═══ Data for processing ═══
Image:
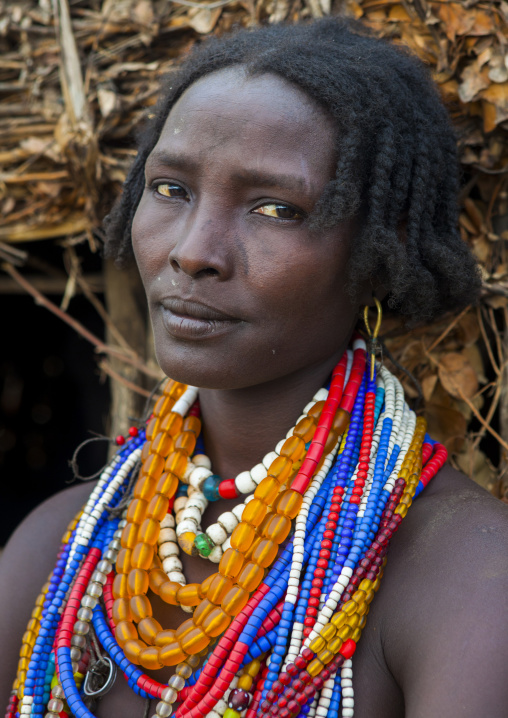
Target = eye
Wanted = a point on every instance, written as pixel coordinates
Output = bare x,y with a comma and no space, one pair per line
280,211
169,189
═══
Assignment
For this exercise, transcribe the entries verbatim and skip all pictures.

The completed task
Image:
Target = eye
Wanted = a point on every instance, written as pixel coordinates
Output = bare x,y with a comma and no space, one pair per line
280,211
169,189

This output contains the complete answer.